§ READING PASSAGE
____________________
The plaintiff and corporate defendant in Meissner Chevrolet Geo-Oldsmobile, Inc. v. Rothrock Chevrolet, Inc., 2007 U.S. Dist. LEXIS 78744 (E. D. Pa. 2007), were car dealerships. Some of the plaintiff’s employees went to work for the defendant. The alleged predicate acts extended over a few months only, so the plaintiff asserted open-ended continuity. United States District Judge Thomas N. O’Neill, Jr., held that no open-ended continuity was established because the ‛plaintiff is the sole alleged victim and defendants are the only perpetrators.“

Statute of Limitations. The four-year statute of limitations for RICO accrues when the plaintiff knows ‛that he has been hurt and who as inflicted the injury.“ Rotella v. Wood, 528 U.S. 549 (2000). Under the separate accrual rule, a new civil RICO claim accrues each time a plaintiff discovers (or should have discovered) a new and independent injury.

The plaintiffs in Eno Farms Coop. Ass'n v. Corp. for Indep. Living, 2007 U.S. Dist. LEXIS 82242 (D. Conn. 2007), claimed that they were defrauded in to purchasing what they thought were fee interests in affordable housing when in fact the defendants owned the units and could sell them free of any restrictions after 15 years. The allegedly fraudulent sales of housing units occurred more than four years before suit was commenced. The plaintiffs claimed new and independent injuries in the form of monthly payments made to the defendants who allegedly were continuing to cover up the original fraud with false communications. United States District Judge Alan H. Nevas concluded that, because collection of monthly payments over the years was part and parcel of the original alleged fraud, they did not constitute ‛new and independent injuries“ and did not trigger the separate accrual rule.
____________________
§ RAW DATA
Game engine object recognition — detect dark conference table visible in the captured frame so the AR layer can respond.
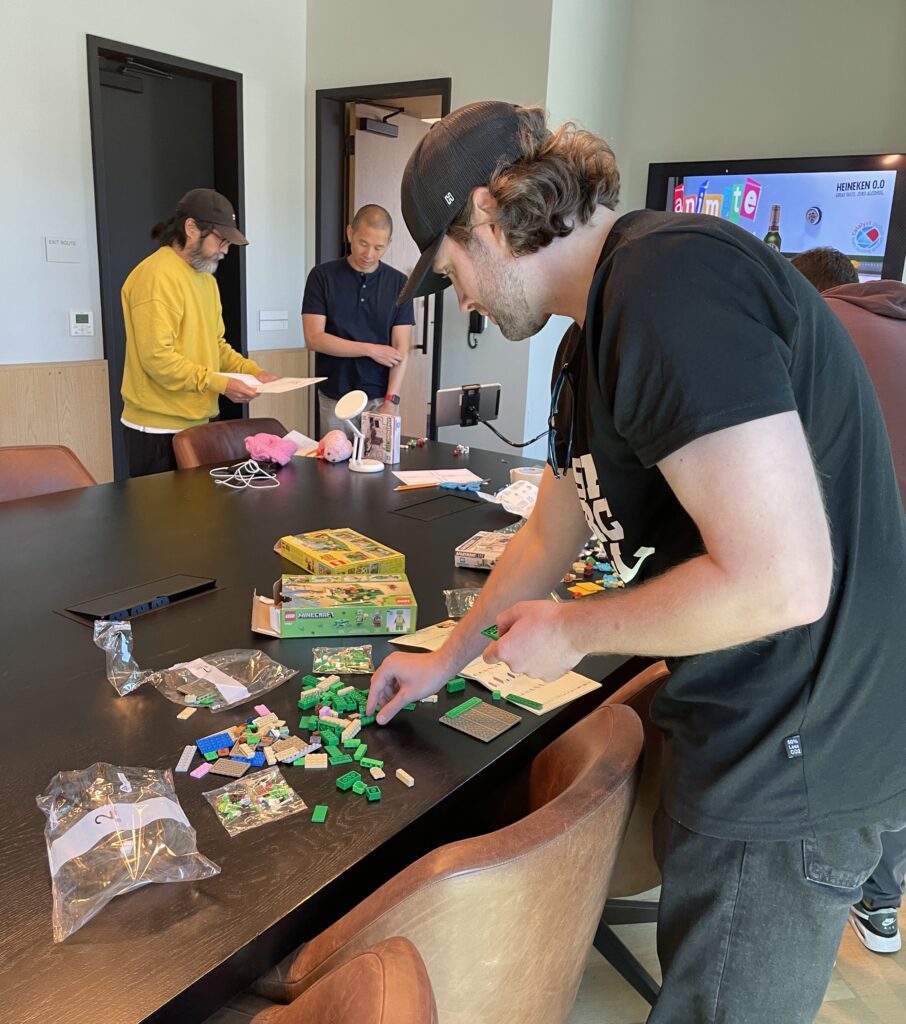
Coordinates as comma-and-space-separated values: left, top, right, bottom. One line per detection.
____________________
§ INSTRUCTIONS FOR THE TASK
Continue the passage on civil RICO court rulings from its final sentence, writing the next paragraph in the same style.

§ EXERCISE OUTPUT
Governmental Entities. Governmental entitles have something of a unique status in RICO jurisprudence. They can be RICO plaintiffs because they are ‛persons“ within §1961(3) — that is, each is an ‛entity capable of holding a legal or beneficial interest in property.“ They cannot, however, be defendants because they lack the necessary mens rea. See Pethtel v. Wash. County Sheriff’s Office, 2007 U.S. Dist. LEXIS 60105 (S.D. Ohio Aug. 16, 2007).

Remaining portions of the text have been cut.